* WHAT YOU HAVE TO DO *
Nothing but the lines from the one that contains "of the front" to the end of the records should be printed, both ends included, exactly as given.

Stored data entries
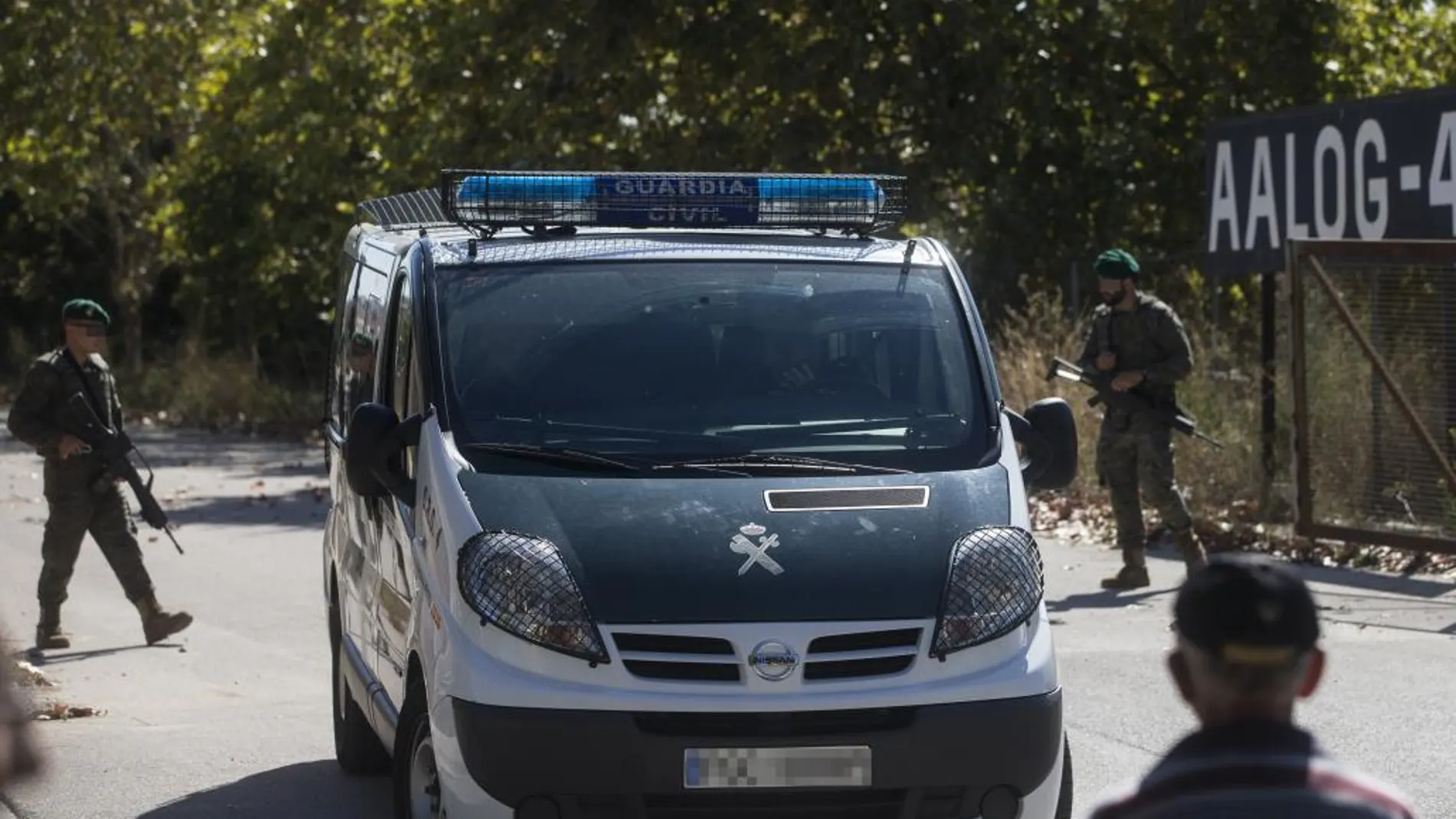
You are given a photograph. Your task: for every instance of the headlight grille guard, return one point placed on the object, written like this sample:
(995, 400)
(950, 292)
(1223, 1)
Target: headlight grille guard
(520, 584)
(995, 581)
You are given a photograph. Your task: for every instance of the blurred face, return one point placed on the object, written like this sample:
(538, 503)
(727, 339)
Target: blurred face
(87, 336)
(1219, 696)
(1113, 291)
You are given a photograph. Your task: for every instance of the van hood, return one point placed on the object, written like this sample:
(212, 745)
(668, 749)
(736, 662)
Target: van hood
(711, 549)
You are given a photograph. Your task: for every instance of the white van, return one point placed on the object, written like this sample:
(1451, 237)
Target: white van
(666, 495)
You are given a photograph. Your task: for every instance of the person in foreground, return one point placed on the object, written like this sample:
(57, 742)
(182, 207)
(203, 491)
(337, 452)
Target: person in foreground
(79, 492)
(19, 758)
(1247, 647)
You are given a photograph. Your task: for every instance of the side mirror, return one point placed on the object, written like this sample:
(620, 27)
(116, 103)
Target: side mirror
(373, 451)
(1048, 437)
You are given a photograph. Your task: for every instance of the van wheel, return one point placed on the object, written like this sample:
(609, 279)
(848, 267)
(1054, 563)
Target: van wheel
(417, 778)
(356, 745)
(1064, 799)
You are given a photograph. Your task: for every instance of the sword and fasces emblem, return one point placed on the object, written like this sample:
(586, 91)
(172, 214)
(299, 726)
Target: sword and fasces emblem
(756, 552)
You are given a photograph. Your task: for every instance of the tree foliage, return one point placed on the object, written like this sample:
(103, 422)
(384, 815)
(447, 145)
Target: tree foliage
(198, 160)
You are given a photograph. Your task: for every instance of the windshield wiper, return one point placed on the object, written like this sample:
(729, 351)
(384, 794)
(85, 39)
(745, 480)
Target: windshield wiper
(576, 457)
(797, 463)
(579, 457)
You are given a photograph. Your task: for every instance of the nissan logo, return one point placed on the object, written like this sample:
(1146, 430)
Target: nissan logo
(773, 660)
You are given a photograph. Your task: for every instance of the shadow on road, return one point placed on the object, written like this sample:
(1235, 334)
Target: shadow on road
(1375, 582)
(302, 508)
(38, 657)
(1104, 598)
(307, 790)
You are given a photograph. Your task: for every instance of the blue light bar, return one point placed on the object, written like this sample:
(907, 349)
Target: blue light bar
(674, 200)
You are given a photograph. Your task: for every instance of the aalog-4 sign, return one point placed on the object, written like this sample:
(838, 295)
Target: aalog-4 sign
(1381, 168)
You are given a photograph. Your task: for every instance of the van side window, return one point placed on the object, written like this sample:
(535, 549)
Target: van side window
(404, 378)
(364, 339)
(343, 326)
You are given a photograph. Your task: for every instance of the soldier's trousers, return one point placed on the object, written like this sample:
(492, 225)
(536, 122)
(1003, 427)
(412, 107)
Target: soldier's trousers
(76, 509)
(1139, 457)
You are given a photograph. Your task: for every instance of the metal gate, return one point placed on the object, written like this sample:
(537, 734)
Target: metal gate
(1373, 377)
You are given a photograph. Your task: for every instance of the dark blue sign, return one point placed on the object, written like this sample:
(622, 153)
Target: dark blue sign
(1381, 168)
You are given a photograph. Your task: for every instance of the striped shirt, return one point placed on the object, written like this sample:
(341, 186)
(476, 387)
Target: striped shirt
(1252, 770)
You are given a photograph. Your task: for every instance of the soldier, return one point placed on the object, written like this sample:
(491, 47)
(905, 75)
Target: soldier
(1143, 341)
(77, 490)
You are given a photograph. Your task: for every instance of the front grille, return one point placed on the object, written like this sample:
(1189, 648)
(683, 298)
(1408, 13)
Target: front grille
(858, 722)
(867, 804)
(859, 655)
(679, 658)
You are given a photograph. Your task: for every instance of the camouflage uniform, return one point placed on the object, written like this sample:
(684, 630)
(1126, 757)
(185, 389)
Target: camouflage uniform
(79, 493)
(1136, 450)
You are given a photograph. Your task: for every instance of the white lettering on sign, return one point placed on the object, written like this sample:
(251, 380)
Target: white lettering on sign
(1294, 228)
(1441, 185)
(1360, 172)
(689, 215)
(1261, 200)
(1330, 142)
(1375, 189)
(680, 188)
(1225, 200)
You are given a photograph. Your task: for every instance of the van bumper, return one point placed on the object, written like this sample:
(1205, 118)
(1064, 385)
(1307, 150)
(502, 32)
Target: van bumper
(932, 761)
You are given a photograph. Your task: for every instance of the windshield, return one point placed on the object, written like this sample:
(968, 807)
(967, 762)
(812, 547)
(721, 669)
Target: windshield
(670, 361)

* RESPONSE AREA *
You are given a photograph. Your task: for every instance of the front grille, return one point placed on the object, written like this sample:
(1189, 648)
(683, 298)
(1408, 13)
Target: front grille
(858, 722)
(867, 804)
(859, 655)
(679, 658)
You are given a photograph. Your task: for every instance of the camouflage uniform, return one point placed on the object, written like this sample:
(684, 630)
(1126, 757)
(185, 389)
Target: camouflage uniform
(79, 493)
(1136, 450)
You are given a photograph. Your task: for every instance of the white lettering on sign, return one point placed on the object, written like this sample:
(251, 380)
Target: white lettering on sign
(1294, 228)
(1441, 185)
(1360, 172)
(689, 215)
(1261, 200)
(1330, 142)
(1375, 189)
(680, 188)
(1225, 200)
You are given a photograph. Your task: for every instance of the van bumper, return one point placed on the object, written like this sample:
(1205, 118)
(1064, 385)
(1307, 150)
(502, 32)
Target: van bumper
(932, 761)
You are given a photograph. Your task: for every instance of the windshield, return one point placed on the object, written like this sample:
(968, 807)
(967, 762)
(812, 547)
(721, 669)
Target: windshield
(670, 361)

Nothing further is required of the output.